**Aim:** Look in the data below for the line that contains "If you could pin the desk". Copy that line and the remaining lines exactly.

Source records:

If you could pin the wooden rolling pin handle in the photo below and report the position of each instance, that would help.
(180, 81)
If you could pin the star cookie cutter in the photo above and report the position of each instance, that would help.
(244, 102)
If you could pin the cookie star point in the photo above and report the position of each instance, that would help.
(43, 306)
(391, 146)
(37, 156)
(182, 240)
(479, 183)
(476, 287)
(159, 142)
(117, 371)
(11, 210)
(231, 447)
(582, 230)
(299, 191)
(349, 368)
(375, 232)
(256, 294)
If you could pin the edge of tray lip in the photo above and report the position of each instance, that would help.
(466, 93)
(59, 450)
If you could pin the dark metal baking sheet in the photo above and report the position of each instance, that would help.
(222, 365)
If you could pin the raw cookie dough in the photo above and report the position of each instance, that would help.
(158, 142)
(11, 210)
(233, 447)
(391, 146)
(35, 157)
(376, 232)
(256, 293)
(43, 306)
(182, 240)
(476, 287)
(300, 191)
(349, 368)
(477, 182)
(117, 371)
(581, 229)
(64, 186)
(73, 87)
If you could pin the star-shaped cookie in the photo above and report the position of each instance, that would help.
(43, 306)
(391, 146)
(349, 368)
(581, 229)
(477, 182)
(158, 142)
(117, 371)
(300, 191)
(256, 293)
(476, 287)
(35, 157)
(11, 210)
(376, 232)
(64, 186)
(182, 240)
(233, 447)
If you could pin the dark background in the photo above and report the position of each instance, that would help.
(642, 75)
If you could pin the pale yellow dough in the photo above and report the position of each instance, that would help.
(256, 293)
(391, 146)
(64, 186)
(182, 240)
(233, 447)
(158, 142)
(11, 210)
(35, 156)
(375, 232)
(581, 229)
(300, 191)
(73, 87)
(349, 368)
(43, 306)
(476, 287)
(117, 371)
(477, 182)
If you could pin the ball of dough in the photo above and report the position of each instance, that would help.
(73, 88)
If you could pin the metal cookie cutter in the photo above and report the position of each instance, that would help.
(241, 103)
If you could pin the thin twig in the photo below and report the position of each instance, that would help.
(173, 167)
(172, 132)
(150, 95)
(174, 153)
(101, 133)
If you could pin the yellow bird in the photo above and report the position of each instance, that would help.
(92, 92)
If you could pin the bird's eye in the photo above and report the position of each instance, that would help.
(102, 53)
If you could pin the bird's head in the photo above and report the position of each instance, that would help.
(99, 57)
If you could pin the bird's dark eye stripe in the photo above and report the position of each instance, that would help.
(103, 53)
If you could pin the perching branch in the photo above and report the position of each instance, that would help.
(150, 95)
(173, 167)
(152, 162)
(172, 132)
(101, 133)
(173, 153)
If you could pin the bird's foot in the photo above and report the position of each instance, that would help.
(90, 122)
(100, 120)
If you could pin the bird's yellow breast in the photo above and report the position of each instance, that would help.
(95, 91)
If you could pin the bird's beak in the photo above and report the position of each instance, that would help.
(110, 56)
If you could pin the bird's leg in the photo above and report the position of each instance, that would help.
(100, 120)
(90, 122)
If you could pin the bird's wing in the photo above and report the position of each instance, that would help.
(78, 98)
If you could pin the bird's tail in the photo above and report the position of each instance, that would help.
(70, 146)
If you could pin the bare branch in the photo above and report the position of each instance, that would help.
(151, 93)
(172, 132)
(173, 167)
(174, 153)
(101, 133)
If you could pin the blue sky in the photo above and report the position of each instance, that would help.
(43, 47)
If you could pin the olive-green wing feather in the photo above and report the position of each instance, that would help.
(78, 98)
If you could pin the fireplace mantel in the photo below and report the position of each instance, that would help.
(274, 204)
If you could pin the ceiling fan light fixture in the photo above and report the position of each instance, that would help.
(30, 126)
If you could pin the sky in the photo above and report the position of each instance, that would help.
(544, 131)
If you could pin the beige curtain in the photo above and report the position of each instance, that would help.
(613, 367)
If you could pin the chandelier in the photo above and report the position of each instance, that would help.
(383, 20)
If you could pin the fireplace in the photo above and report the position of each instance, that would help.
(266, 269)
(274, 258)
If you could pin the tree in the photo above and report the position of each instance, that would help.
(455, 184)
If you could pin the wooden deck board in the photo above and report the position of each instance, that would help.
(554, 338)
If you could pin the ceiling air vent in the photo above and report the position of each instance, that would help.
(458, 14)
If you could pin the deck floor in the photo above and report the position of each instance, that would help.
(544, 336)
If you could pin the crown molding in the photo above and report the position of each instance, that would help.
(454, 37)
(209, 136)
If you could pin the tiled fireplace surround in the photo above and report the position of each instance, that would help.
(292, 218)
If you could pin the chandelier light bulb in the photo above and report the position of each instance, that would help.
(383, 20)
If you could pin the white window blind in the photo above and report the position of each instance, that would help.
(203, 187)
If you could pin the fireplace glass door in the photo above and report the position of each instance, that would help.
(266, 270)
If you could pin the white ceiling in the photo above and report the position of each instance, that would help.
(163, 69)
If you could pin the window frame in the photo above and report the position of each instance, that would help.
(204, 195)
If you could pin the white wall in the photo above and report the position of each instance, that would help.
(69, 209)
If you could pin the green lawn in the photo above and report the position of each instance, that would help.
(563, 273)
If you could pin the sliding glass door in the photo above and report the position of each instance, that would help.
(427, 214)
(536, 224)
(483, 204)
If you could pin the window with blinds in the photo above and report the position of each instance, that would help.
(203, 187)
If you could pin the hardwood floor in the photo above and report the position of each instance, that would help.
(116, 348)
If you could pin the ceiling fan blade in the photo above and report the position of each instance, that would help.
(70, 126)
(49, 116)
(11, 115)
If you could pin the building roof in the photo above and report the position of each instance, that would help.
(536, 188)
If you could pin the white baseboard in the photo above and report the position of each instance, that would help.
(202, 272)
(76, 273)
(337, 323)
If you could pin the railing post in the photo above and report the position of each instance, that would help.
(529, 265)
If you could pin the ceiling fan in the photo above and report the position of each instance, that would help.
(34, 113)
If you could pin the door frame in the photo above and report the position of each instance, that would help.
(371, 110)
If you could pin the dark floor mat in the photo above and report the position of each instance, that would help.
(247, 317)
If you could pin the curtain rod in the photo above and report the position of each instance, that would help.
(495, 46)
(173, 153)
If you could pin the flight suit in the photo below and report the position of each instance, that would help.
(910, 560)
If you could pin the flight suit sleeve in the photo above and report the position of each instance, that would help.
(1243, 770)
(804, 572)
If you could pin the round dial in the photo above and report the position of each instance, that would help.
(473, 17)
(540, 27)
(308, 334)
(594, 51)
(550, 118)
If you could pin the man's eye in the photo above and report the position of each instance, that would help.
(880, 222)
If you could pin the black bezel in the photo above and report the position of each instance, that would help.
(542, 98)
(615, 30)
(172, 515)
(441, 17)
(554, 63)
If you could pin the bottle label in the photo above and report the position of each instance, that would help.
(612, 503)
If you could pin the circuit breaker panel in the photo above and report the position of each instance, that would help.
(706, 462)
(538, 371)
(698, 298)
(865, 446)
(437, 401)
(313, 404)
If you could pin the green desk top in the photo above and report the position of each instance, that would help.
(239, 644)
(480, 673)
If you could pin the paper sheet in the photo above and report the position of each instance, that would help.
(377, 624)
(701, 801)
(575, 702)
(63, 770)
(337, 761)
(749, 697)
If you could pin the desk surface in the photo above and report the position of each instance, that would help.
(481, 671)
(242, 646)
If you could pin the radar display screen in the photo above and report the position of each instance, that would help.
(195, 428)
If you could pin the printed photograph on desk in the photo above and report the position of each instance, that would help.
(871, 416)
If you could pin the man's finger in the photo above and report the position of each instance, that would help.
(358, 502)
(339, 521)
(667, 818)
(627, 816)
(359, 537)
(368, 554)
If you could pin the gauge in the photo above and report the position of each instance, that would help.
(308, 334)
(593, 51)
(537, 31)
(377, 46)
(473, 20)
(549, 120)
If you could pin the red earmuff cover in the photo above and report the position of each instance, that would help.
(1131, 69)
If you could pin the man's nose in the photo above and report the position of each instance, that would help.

**Correct response:**
If you could pin the desk surface in the photo above and report the position of each instance, that would help.
(481, 671)
(242, 646)
If you could pin the radar display screen in the photo above and report the position of each instance, that would help.
(195, 428)
If you could pin the printed photograph on desk in the photo above and report the position of each instance, that would help.
(871, 416)
If you could pin the man's finger in the photo above and report the position of each instance, that would help.
(358, 502)
(339, 521)
(667, 818)
(627, 816)
(359, 537)
(368, 554)
If you could pin the gauge in the photo above and report the position of each instance, that would help.
(308, 334)
(593, 51)
(537, 31)
(377, 46)
(473, 20)
(549, 120)
If you could pin the red earmuff cover in the photo above and report the position of each instance, that would help.
(1131, 69)
If you could pin the man's nose in the photo above and report the position of each instance, that would help.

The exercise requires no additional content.